EXERCISE INPUTS:
----------------------------------------

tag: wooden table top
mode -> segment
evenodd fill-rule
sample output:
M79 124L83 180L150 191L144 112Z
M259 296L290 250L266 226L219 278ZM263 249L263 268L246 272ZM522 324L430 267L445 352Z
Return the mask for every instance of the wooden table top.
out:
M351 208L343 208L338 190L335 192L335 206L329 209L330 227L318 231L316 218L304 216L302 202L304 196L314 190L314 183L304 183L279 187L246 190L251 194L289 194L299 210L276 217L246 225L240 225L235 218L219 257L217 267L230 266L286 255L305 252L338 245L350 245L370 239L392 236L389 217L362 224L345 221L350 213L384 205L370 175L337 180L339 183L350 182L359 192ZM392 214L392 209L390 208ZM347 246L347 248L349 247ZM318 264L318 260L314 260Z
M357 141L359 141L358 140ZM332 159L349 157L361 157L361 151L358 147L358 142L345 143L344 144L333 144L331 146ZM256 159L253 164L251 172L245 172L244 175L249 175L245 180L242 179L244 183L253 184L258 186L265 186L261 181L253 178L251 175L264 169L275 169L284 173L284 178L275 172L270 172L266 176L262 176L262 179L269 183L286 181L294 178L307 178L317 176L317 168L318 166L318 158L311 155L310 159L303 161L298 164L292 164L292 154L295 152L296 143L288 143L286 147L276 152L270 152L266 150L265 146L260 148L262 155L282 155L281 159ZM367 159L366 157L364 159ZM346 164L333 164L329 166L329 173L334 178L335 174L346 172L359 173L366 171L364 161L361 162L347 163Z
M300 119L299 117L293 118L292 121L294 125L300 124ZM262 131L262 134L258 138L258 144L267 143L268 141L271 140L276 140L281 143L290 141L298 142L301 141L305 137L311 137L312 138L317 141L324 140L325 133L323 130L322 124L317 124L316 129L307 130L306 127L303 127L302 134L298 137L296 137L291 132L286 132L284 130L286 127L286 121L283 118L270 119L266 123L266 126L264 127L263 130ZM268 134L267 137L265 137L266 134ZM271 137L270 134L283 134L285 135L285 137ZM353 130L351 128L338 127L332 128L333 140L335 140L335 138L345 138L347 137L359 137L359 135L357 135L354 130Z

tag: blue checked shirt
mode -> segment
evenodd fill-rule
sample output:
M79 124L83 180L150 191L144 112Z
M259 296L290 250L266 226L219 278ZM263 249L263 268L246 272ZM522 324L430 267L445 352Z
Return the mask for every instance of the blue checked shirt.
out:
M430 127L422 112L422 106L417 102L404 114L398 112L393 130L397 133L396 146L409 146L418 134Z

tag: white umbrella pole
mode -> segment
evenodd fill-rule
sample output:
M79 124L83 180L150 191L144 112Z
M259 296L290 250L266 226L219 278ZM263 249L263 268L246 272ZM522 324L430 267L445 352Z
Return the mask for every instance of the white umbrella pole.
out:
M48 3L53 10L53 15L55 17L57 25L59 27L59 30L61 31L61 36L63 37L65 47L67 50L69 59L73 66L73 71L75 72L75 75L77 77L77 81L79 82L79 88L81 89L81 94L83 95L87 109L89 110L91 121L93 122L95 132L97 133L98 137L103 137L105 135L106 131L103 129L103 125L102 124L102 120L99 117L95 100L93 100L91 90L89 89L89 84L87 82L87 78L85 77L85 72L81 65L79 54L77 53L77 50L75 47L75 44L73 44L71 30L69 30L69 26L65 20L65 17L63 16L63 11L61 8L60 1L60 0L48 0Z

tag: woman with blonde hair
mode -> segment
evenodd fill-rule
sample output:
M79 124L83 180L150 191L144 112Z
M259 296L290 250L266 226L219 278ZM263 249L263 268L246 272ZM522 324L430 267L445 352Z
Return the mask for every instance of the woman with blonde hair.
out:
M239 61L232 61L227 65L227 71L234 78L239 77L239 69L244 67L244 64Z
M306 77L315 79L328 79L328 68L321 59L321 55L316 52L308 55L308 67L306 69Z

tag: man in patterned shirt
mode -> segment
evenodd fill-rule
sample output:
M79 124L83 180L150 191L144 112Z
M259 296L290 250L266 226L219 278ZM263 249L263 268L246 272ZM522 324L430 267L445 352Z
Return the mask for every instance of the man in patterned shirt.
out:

----------------------------------------

GOAL OF THE EXERCISE: Rewrite the material above with "nonzero" in place of every occurrence of "evenodd", leaving everything else untouched.

OUTPUT BELOW:
tag: wooden table top
mode -> segment
nonzero fill-rule
sample output:
M79 124L83 180L150 191L144 112Z
M259 296L290 250L266 226L219 278ZM263 249L263 268L246 272ZM522 324L430 267L445 352Z
Return the mask for every instance of the wooden table top.
out:
M351 208L343 208L338 190L335 192L335 206L329 209L330 227L318 231L316 218L304 216L302 202L304 196L314 190L314 183L304 183L279 187L246 190L251 194L289 194L299 210L276 217L246 225L240 225L235 218L219 257L217 267L230 266L286 255L305 252L338 245L350 245L370 239L392 236L389 217L362 224L345 221L350 213L384 205L370 175L337 180L339 183L350 182L359 192ZM392 214L392 209L390 208ZM347 246L347 248L349 247ZM318 264L318 260L314 260Z
M357 141L359 141L358 140ZM332 159L349 157L361 157L361 151L358 147L358 142L345 143L344 144L333 144L331 146ZM256 159L253 164L251 172L245 172L244 175L249 175L245 180L242 179L244 183L253 184L258 186L265 186L261 181L253 178L251 175L264 169L275 169L284 173L284 178L275 172L270 172L266 176L262 176L262 179L269 183L286 181L294 178L307 178L317 176L317 168L318 166L318 158L311 155L310 159L303 161L298 164L292 164L292 154L295 152L296 143L288 143L286 147L276 152L270 152L266 150L265 146L260 148L262 155L282 155L281 159ZM367 159L366 157L364 159ZM346 164L333 164L329 166L329 173L334 178L335 174L346 172L359 173L366 171L364 161L361 162L347 163Z
M300 119L299 117L293 118L292 121L294 125L300 124ZM262 131L262 134L258 138L258 144L267 143L268 141L271 140L276 140L281 143L290 141L298 142L301 141L305 137L311 137L312 138L317 141L324 140L325 133L323 130L322 124L317 124L316 129L307 130L306 127L303 127L302 134L298 137L296 137L291 132L286 132L284 130L286 127L286 121L283 118L270 119L266 123L266 126L264 127L263 130ZM268 134L267 137L265 137L266 134ZM271 137L270 134L283 134L285 135L285 137ZM353 130L351 128L338 127L332 128L333 140L335 140L335 138L345 138L347 137L359 137L359 135L357 135L354 130Z

tag: blue checked shirt
mode -> segment
nonzero fill-rule
sample output:
M79 124L83 180L150 191L144 112Z
M259 296L290 250L266 226L219 278ZM263 249L263 268L246 272ZM522 324L430 267L445 352Z
Return the mask for every instance of the blue checked shirt.
out:
M430 127L422 112L422 106L417 102L404 114L398 112L393 130L397 133L396 146L409 146L418 134Z

tag: white umbrella pole
mode -> segment
nonzero fill-rule
sample output:
M79 124L83 180L150 191L144 112Z
M259 296L290 250L266 226L219 278ZM263 249L263 268L246 272ZM522 324L430 267L445 352Z
Return the mask for every instance of the white umbrella pole.
out:
M48 3L53 10L53 15L55 17L57 25L59 27L59 30L61 31L61 36L63 37L65 47L67 50L69 59L73 66L73 71L75 72L75 75L77 77L77 81L79 82L79 88L81 89L81 94L83 95L87 109L89 110L91 121L93 122L95 132L97 133L98 137L103 137L105 135L106 131L103 129L103 125L102 124L102 120L99 117L95 100L93 100L91 90L89 89L89 84L87 82L87 78L85 77L85 72L81 65L79 54L77 53L77 50L75 47L75 44L73 44L71 30L69 30L69 26L65 20L65 17L63 16L63 11L61 8L60 1L60 0L48 0Z

tag: woman with blonde hair
mode -> segment
nonzero fill-rule
sample output:
M79 124L83 180L150 191L144 112Z
M259 296L290 250L266 226L219 278ZM263 249L263 268L246 272ZM522 324L430 267L445 352Z
Return the mask for every instance of the woman with blonde hair.
out:
M239 61L232 61L227 65L227 71L234 78L239 77L239 69L244 67L244 64Z
M306 77L315 79L328 79L328 68L321 59L321 55L316 52L308 55L308 67L306 69Z

tag: man in patterned shirt
mode -> segment
nonzero fill-rule
sample output:
M79 124L83 180L150 191L144 112Z
M259 296L290 250L266 226L219 278ZM263 249L263 268L246 272ZM522 324L430 267L445 352Z
Return the mask for every instance of the man in patterned shirt.
out:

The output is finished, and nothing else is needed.